→ Task requirements:
**A.** In the mosque article, quote the portion starting with "Fouad Masri, founder" and going on through "area next week.".
**B.** According to the mosque article, by what percentage did the number of mosques in the U.S. rise between 2000 and 2010?

-- begin Supplied passage --

According to the United States Census Bureau, the number of mosques in the U.S. soared 74 percent between 2000 and 2010. The report also found there are now 2.6 million Muslims living in the U.S.—an increase of 66 percent.
What are Christians doing to reach out to them? According to the Crescent Project, they're not doing enough.
Fouad Masri, founder and president of the Crescent Project, says Christians need to listen to Jesus.
"Jesus says, 'You are the light of the world,'" Masri says. "Jesus is asking us to shine our light. Today, more than ever, Muslims see that they are in darkness. Muslims, for the first time, are asking questions."
Unfortunately, Christians don't know how to be a light to Muslims today. Masri says that's why the Crescent Project is holding its Oasis Conference in the Dallas area next week.
"We're asking Christians to come to the conference," he says. "Join us in praying for Muslims. Join us and learn how to share the gospel with Muslims."
According to Masri, you probably have Muslims in your hometown.

-- end Supplied passage --
-- begin Given data --

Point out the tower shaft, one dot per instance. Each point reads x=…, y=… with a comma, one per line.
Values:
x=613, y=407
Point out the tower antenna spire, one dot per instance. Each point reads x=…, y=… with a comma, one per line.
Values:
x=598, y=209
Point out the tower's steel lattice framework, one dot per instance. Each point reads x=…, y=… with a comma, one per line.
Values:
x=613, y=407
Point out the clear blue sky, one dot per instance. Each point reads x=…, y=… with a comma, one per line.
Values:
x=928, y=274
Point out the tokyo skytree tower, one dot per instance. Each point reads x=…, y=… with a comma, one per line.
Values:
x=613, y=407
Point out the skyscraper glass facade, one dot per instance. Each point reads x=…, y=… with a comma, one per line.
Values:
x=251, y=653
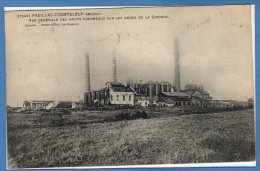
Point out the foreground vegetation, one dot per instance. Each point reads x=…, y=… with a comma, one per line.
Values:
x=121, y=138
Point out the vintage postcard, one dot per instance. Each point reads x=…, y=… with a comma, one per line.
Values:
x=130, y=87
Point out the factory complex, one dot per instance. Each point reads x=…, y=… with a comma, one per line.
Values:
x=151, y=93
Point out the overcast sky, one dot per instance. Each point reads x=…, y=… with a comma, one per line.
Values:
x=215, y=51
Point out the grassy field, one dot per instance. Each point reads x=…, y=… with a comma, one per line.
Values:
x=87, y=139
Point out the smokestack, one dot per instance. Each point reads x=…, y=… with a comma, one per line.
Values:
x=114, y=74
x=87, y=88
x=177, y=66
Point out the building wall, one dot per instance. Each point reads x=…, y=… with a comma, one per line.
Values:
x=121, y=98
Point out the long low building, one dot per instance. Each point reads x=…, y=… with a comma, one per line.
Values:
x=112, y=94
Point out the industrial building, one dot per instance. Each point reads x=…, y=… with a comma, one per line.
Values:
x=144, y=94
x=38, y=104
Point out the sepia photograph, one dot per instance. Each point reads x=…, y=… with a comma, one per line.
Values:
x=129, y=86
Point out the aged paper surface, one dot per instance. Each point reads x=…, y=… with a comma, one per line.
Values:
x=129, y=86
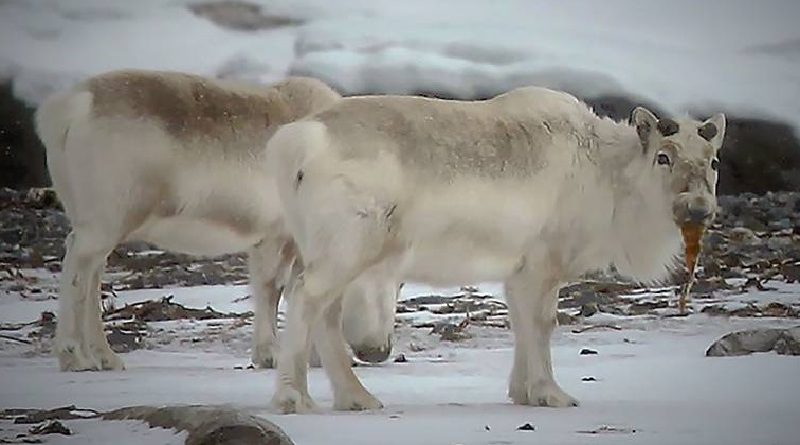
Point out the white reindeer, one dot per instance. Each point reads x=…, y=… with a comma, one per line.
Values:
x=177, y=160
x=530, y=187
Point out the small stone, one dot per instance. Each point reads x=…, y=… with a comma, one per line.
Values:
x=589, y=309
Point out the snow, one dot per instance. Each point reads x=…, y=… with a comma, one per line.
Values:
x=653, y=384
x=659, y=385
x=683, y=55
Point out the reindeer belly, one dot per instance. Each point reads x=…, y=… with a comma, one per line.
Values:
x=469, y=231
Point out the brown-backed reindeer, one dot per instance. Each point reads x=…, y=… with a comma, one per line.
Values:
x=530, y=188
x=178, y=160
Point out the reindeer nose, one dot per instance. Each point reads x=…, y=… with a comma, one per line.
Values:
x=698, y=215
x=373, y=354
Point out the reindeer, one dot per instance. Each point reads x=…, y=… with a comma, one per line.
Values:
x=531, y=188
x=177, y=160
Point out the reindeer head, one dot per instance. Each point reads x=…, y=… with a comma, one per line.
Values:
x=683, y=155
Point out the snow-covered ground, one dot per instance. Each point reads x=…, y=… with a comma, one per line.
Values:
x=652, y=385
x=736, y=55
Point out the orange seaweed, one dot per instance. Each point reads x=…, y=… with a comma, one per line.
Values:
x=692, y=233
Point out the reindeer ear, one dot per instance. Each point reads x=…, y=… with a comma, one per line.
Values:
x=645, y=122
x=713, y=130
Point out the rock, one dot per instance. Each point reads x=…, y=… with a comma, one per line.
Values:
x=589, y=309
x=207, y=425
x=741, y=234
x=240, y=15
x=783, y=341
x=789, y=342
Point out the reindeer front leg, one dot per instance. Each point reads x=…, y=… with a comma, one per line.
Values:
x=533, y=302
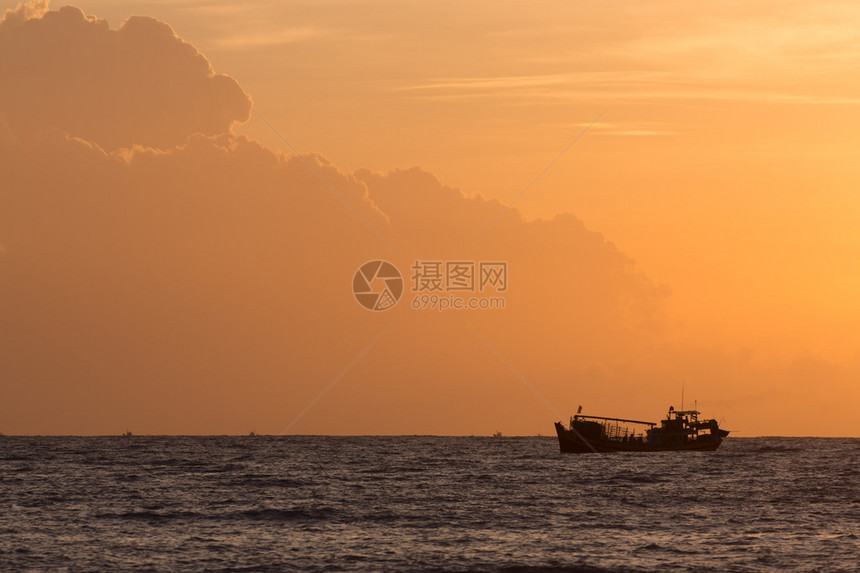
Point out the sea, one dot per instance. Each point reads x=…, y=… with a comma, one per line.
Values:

-- end Given data --
-- begin Given data --

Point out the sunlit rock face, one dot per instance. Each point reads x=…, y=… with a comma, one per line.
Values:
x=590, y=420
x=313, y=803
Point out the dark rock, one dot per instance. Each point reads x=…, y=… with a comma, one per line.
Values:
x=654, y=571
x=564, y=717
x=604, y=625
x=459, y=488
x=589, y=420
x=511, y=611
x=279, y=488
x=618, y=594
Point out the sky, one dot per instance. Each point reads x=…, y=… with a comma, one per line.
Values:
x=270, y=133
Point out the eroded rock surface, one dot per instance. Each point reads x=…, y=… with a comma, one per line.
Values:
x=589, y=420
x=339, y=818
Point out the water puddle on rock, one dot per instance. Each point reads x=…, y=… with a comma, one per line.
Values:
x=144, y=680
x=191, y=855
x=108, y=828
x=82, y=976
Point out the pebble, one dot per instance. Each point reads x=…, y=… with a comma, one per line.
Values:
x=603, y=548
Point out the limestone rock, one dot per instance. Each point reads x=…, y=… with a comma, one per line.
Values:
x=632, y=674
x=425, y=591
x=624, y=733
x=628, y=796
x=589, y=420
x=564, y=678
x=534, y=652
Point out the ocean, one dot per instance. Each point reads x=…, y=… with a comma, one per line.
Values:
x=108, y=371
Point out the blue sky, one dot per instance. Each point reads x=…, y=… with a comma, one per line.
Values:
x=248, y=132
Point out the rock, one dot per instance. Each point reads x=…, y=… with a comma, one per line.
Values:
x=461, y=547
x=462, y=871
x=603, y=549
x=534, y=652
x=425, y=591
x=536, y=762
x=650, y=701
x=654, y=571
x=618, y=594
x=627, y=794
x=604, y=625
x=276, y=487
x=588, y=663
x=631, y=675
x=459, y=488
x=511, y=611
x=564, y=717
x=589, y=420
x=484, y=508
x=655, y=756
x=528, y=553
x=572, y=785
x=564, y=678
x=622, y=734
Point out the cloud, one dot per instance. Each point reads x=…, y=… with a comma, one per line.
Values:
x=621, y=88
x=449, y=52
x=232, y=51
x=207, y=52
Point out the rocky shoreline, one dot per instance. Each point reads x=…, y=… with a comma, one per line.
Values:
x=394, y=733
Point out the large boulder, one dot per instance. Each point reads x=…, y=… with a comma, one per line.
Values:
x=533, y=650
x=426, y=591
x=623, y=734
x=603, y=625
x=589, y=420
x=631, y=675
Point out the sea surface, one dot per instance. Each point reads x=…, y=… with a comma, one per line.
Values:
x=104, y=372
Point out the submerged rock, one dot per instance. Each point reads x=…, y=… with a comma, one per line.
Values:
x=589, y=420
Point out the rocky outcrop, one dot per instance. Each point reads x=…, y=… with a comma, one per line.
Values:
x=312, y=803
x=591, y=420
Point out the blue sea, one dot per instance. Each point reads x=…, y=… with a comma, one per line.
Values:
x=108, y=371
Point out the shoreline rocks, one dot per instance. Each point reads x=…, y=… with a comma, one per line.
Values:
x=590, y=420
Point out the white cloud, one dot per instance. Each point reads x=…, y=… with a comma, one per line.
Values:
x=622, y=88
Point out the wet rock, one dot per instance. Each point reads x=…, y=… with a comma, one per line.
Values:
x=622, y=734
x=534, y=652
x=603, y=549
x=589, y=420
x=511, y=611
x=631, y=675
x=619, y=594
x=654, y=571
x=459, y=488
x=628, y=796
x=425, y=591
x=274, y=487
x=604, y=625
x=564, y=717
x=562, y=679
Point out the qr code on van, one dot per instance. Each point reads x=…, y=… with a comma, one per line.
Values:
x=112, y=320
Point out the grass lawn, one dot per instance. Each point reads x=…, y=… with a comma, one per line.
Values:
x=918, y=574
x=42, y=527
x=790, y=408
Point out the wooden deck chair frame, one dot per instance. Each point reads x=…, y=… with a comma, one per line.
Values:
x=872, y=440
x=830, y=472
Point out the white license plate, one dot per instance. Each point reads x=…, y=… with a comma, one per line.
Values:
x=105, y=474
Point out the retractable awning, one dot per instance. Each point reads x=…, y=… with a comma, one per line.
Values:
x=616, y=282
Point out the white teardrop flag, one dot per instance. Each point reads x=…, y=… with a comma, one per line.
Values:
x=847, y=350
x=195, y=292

-- end Given data --

→ Answers to the tasks:
**A.**
Fouad Masri, founder and president of the Crescent Project, says Christians need to listen to Jesus.
"Jesus says, 'You are the light of the world,'" Masri says. "Jesus is asking us to shine our light. Today, more than ever, Muslims see that they are in darkness. Muslims, for the first time, are asking questions."
Unfortunately, Christians don't know how to be a light to Muslims today. Masri says that's why the Crescent Project is holding its Oasis Conference in the Dallas area next week.

**B.** 74 percent